-- Task details --
Please copy out each of the items below word for word, leaving out the pictures.

Pointing items
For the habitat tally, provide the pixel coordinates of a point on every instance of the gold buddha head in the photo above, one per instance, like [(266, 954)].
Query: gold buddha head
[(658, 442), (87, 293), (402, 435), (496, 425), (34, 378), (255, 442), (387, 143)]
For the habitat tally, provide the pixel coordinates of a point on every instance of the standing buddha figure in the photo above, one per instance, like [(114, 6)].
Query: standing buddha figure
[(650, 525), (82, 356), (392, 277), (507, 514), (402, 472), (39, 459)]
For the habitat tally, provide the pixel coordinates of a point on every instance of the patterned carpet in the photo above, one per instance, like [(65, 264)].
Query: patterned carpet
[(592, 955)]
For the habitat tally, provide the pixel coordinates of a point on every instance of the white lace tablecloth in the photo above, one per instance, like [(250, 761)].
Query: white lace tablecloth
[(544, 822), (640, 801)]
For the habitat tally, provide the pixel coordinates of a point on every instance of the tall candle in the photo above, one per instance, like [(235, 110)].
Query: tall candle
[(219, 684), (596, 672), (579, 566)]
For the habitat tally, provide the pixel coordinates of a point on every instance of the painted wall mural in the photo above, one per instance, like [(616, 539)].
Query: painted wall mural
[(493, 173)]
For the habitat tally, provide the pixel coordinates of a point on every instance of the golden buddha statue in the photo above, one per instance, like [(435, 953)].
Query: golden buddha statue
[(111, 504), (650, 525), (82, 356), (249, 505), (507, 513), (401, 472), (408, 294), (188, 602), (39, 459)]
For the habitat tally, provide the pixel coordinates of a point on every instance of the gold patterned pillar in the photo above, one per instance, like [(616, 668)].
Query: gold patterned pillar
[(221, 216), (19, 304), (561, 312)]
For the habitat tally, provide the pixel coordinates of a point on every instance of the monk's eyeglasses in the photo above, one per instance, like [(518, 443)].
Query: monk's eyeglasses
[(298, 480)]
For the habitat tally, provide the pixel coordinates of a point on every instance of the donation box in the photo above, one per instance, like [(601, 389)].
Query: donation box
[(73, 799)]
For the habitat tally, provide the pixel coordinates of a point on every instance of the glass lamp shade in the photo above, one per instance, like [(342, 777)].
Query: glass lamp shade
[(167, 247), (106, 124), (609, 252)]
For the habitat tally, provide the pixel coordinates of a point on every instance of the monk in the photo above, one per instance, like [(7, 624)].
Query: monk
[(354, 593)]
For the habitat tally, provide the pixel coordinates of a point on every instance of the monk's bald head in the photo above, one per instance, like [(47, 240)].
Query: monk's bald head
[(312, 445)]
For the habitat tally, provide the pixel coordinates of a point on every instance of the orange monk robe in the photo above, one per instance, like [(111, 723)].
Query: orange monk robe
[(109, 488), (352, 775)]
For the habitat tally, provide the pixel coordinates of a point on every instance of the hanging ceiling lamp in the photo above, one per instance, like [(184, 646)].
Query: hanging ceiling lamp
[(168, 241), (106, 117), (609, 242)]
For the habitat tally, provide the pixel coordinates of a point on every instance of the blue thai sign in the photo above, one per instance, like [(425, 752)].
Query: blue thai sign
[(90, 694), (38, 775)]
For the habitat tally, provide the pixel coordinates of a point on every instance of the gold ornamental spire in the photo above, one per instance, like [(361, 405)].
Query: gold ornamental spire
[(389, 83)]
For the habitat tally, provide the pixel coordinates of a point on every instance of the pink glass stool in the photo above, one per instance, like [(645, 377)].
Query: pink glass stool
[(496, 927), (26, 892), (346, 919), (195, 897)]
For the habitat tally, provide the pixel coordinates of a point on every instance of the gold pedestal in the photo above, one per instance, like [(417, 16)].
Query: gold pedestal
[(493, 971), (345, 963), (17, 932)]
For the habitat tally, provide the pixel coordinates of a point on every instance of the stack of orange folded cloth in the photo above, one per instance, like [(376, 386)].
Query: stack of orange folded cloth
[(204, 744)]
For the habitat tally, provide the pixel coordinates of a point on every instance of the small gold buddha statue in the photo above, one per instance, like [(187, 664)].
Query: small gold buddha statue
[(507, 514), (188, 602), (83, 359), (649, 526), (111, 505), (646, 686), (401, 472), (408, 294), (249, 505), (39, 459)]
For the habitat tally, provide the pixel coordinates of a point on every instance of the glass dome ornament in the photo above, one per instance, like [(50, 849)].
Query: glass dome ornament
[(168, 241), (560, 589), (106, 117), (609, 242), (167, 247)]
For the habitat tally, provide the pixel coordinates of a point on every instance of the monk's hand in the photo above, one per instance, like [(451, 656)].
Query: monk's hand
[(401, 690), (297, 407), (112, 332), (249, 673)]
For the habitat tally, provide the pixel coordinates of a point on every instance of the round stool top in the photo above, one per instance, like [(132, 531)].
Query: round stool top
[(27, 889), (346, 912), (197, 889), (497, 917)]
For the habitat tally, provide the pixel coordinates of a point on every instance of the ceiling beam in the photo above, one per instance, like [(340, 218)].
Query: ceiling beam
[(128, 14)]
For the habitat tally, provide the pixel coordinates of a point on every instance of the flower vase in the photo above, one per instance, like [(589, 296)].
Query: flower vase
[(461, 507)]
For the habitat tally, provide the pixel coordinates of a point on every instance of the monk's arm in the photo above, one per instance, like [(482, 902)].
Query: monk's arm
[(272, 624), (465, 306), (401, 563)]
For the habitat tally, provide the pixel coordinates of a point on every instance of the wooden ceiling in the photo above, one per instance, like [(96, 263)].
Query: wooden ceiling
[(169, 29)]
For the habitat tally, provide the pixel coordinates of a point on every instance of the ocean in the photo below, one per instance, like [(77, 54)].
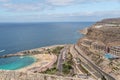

-- Finished task --
For the habitat tally, provide the pixel coordinates of a point on every instance of the gold buddha head in the photo above, one per instance, like [(266, 954)].
Query: gold buddha head
[(658, 442), (87, 293), (402, 435), (496, 425), (34, 378), (255, 442), (387, 143)]
For the habitat tally, provide the pixel coordinates of a point on every instance of the standing buddha figure in the photo above, one per instance, like [(114, 6)].
Query: standing buddha figure
[(650, 525), (82, 356), (392, 277), (507, 514), (402, 472), (39, 459)]
For the habitat tally, provide the pixel coordinates of a point on every instance of the patterned carpet in the photo above, one per instance, like [(65, 264)].
Query: patterned carpet
[(592, 955)]
For the habitat tally, provide the pixel coordinates of a point on every instance of the white lace tablecloth in the photo above, one per instance, like [(250, 761)].
Query: white lace tablecloth
[(544, 822), (640, 801)]
For the habitat tally, provide the pixel coordinates of a point on every instance of the tall candle in the photo above, one per instance, like [(235, 110)].
Query: tall candle
[(219, 684), (596, 672), (579, 566)]
For the habitat tally, provide the pixel coordinates of a point on every instance of the painted wall mural in the photo above, one per instance, like [(616, 539)].
Query: painted wall mural
[(493, 173)]
For the habitat tally, provide the pixel coordinates of a point on every instance of the golden buddha statue in the photo above, one per instance, like [(435, 953)].
Query: golden buddha statue
[(111, 504), (650, 525), (82, 356), (249, 505), (507, 513), (401, 472), (408, 294), (188, 602), (39, 459)]
For the habitat tally, provide the pixel coordinates of a point on every instance of the gold patterned pillar in the photo above, one per instance, like [(616, 668)].
Query: gold patterned pillar
[(221, 216), (19, 304), (561, 312)]
For the habitat tally, provide the pixel coordinates of a point on every instance of the monk's eyeglasses in the photo above, one per instance, like [(518, 443)].
Query: monk's eyeglasses
[(298, 480)]
For the habitat tally, provide the pixel coordinates of a point on every instance of the donation box in the photo above, one per instance, like [(601, 389)].
Query: donation box
[(73, 799)]
For the habitat tally, provide the pixel coordinates of a point on every instance of the glass lamp shade in the photo above, one per instance, like [(342, 777)].
Query: glass lamp shade
[(167, 247), (106, 124), (609, 252)]
For the habitat tally, provide the pixel coordinates of a point on every instance of the monk in the photo above, one per instance, like [(7, 624)].
Query: monk
[(354, 593)]
For the habitat tally, provide the pixel coordinates of a point on every instance of the monk's bald head in the photo above, one per instance, like [(47, 240)].
Query: monk's bald head
[(312, 445)]
For the habitat tally, provide the pixel coordinates of a point on every instance of the orange monk robe in the photo above, one per instance, like [(111, 723)].
Query: orange monk robe
[(109, 488), (352, 775)]
For the habitat tally, provide the pixel coordinates of a point on every instance of the hanging ceiling lamp in the photo above, one per instance, like [(184, 646)].
Query: hanging ceiling lamp
[(168, 241), (106, 117), (609, 242)]
For the habitat tally, provide the pixel coordinates of a point on every instance of the blue thai sign in the photo above, one per instance, like [(425, 752)].
Query: blue thai sign
[(90, 694), (38, 775)]
For the habitat tally, provide the pixel coordinates of a point on every instance of the gold ornamental spire in the photo above, one per instance, like [(361, 405)].
Query: gold ornamental spire
[(389, 83)]
For the habitat tally, provide the pixel coordinates of a point on every instance of the pink glass stool in the photo above, one per instance, like [(645, 377)].
Query: pink glass stool
[(496, 927), (26, 892), (346, 919), (195, 897)]
For the habitat tally, provide the pixel coordinates of a point on every instance of the gold pedestal in the photo above, one per instance, like [(417, 16)].
Query: gold pedestal
[(493, 971), (345, 963), (17, 932)]
For the habitat tally, provide the pixel coordinates of a point on every instance of the stack of orange folded cloth in the photo above, one per instance, like [(376, 386)].
Query: stack of orange folded cloth
[(204, 744)]
For the habitat tally, provide the pixel coordinates of a point on every instance of the small gold buddha statue in the photo above, one per instance, like [(187, 664)].
Query: small gold buddha statue
[(507, 514), (188, 602), (83, 359), (649, 526), (111, 505), (646, 686), (401, 472), (408, 294), (249, 505), (39, 459)]
For the habitat tally, provide the pixel coordinates of a point on every instance of the glass dome ornament in the photo above, one per instance, like [(50, 849)].
Query: glass dome ornament
[(168, 241), (560, 589), (106, 117), (609, 242), (167, 247)]
For the habitat tally, provide the pixel coordinates of a point on every instance of the monk's hand in the photo above, one per instance, like [(451, 656)].
Query: monk's hand
[(401, 690), (297, 407), (112, 332), (249, 673)]
For the habitat tally, provide the pixel coordinates of a point on every instance of the round stool top in the photo above, one per instance, like [(132, 531)].
Query: round stool top
[(27, 889), (346, 912), (197, 889), (497, 917)]
For the habitat tally, provide the pixel coordinates of a point on every instance of the ceiling beam in the photo above, one per instance, like [(340, 218)].
Query: ceiling beam
[(128, 14)]
For the habitat tally, provide the pixel coordinates of a point on every instance of the flower vase in the photo above, one per instance, like [(589, 296)].
Query: flower vase
[(461, 507)]
For the habitat tally, provide the pixel coordinates of a point on every instance of the monk's arm in the photo above, one per instance, like [(482, 902)].
Query: monk's arm
[(272, 624), (465, 306), (401, 563)]
For the habitat tally, provide the pixel coordinates of a point on every instance of the wooden ceiling in the photo above, one per instance, like [(96, 263)].
Query: wooden ceiling
[(169, 29)]
For the habitat tally, provide the pixel coordinates of a point on every instance of the ocean in the photo below, one per instance, like [(77, 54)].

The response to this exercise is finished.